Exercise aim: Give the lines of the items below as a JSON list of strings, one string per line, with blank lines left out.
===== Data supplied =====
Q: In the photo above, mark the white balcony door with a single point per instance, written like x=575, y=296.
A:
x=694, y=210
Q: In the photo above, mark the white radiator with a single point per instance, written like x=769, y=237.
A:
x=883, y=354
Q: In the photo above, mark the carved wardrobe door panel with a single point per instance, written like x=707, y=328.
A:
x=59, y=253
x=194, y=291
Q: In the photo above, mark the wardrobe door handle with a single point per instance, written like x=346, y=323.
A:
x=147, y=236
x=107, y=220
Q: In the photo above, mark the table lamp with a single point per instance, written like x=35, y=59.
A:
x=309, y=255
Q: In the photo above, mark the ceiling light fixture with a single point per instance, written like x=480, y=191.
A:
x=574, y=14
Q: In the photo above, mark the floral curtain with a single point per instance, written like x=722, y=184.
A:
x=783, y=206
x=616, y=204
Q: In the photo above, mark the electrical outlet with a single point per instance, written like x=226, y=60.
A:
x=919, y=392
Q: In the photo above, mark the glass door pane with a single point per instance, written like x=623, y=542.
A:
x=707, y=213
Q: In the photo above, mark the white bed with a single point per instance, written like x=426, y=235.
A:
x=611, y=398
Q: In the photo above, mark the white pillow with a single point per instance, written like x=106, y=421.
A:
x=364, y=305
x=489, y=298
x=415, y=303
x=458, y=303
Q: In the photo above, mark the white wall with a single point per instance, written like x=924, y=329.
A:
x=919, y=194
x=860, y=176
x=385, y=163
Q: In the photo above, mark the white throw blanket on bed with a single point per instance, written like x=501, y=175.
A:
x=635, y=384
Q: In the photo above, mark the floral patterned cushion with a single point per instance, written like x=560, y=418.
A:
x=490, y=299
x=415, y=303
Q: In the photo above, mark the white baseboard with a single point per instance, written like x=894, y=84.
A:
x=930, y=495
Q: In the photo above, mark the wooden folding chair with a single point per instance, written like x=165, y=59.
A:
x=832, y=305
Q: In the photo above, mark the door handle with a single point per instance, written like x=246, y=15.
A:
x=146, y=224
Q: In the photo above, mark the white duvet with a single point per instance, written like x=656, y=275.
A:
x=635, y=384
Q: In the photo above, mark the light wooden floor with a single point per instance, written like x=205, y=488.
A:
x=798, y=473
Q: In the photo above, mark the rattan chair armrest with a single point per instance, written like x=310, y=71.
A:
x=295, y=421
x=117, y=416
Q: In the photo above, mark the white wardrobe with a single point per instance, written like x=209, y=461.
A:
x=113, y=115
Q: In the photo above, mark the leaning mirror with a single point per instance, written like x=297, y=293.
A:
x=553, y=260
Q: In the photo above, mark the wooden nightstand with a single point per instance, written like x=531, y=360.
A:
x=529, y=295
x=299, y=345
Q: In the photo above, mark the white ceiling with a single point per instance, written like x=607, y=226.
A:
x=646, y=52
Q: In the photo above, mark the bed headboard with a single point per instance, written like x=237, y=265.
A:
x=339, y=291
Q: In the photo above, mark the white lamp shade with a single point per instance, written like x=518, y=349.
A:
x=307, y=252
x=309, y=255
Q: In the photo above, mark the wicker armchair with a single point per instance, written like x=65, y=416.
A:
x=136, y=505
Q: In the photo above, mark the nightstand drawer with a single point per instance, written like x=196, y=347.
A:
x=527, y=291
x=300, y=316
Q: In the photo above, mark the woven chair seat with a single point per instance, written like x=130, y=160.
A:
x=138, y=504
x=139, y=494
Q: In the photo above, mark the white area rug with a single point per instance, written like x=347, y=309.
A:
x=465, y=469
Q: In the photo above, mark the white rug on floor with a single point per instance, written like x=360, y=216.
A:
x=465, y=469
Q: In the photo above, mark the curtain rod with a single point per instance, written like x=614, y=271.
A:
=====
Expected answer:
[
  "Q: In the photo above, mark the white balcony door with a single point per instance, written like x=575, y=296.",
  "A:",
  "x=694, y=210",
  "Q: In the photo above, mark the white radiator with a single point per instance, written like x=769, y=237.",
  "A:",
  "x=883, y=354",
  "Q: In the photo above, mark the carved wardrobe door panel with a single point per instance, written like x=707, y=328.",
  "A:",
  "x=59, y=253",
  "x=194, y=291",
  "Q: In the photo above, mark the wardrobe door handle with a single point per instance, written like x=346, y=323.",
  "A:",
  "x=147, y=236",
  "x=107, y=220",
  "Q: In the photo above, mark the table lamp with a single point per instance, written like x=35, y=59.",
  "A:",
  "x=309, y=255",
  "Q: In the photo above, mark the ceiling light fixture with a single point per instance, written like x=480, y=191.",
  "A:",
  "x=574, y=14",
  "Q: In the photo above, mark the floral curtain with a single point per instance, written like x=722, y=184.",
  "A:",
  "x=783, y=206",
  "x=616, y=204",
  "Q: In the photo above, mark the electrical outlet with a single point per instance, written like x=226, y=60.",
  "A:",
  "x=919, y=392",
  "Q: In the photo above, mark the glass door pane with a single point per instance, written like x=623, y=542.",
  "A:",
  "x=707, y=213",
  "Q: In the photo above, mark the white bed with a single point per instance, written like x=426, y=235.",
  "A:",
  "x=611, y=398",
  "Q: In the photo above, mark the white pillow with a single point per instance, written like x=106, y=421.",
  "A:",
  "x=364, y=305",
  "x=489, y=298",
  "x=415, y=303",
  "x=458, y=303",
  "Q: In the photo above, mark the white wall with a single point per instance, written like x=924, y=329.",
  "A:",
  "x=919, y=194",
  "x=860, y=176",
  "x=385, y=163",
  "Q: In the photo above, mark the white throw blanket on bed with a single point per instance, written like x=501, y=175.",
  "A:",
  "x=635, y=384",
  "Q: In the photo above, mark the floral patterned cushion with a single point per instance, written like x=560, y=418.",
  "A:",
  "x=490, y=299",
  "x=415, y=303",
  "Q: In the photo above, mark the white baseboard with a single point per instance, written like x=894, y=84.",
  "A:",
  "x=930, y=495",
  "Q: In the photo above, mark the wooden folding chair with a single point per instance, written like x=165, y=59.",
  "A:",
  "x=832, y=305",
  "Q: In the photo above, mark the door handle with a single point per instance, written like x=246, y=15.",
  "A:",
  "x=146, y=224",
  "Q: In the photo above, mark the white duvet with a single point per instance, written like x=656, y=275.",
  "A:",
  "x=635, y=384",
  "Q: In the photo above, mark the light wooden floor with a single point per instance, written like x=205, y=488.",
  "A:",
  "x=798, y=473",
  "Q: In the photo above, mark the rattan chair armrest with a single point per instance, written like x=310, y=71.",
  "A:",
  "x=295, y=421",
  "x=117, y=416",
  "Q: In the photo above, mark the white wardrobe with a single point per instance, written like x=209, y=461.",
  "A:",
  "x=113, y=115",
  "Q: In the photo above, mark the leaning mirror with a single point per instance, written like x=297, y=293.",
  "A:",
  "x=553, y=260",
  "Q: In the photo above, mark the wooden nightstand with a single point per instance, written like x=531, y=360.",
  "A:",
  "x=529, y=295",
  "x=299, y=345",
  "Q: In the photo above, mark the white ceiling with a single point per instance, written like x=607, y=226.",
  "A:",
  "x=646, y=52",
  "Q: In the photo above, mark the bed headboard with a single point per instance, written like x=237, y=265.",
  "A:",
  "x=339, y=291",
  "Q: In the photo above, mark the white lamp shade with a single point per instance, written like x=518, y=349.",
  "A:",
  "x=307, y=252",
  "x=309, y=255",
  "Q: In the photo above, mark the wicker armchair with a single point per instance, written like x=65, y=416.",
  "A:",
  "x=136, y=505",
  "Q: In the photo above, mark the nightstand drawer with a single point per instance, written like x=196, y=347.",
  "A:",
  "x=527, y=291",
  "x=300, y=316",
  "Q: In the photo above, mark the woven chair seat with a single point per instance, written like x=130, y=160.",
  "A:",
  "x=138, y=504",
  "x=139, y=494",
  "Q: In the photo above, mark the white area rug with a single point per instance, written like x=347, y=309.",
  "A:",
  "x=465, y=469",
  "Q: In the photo above, mark the white rug on floor with a single point per instance, written like x=360, y=216.",
  "A:",
  "x=465, y=469",
  "Q: In the photo above, mark the curtain rod with a single point per instance, written like x=614, y=271.",
  "A:"
]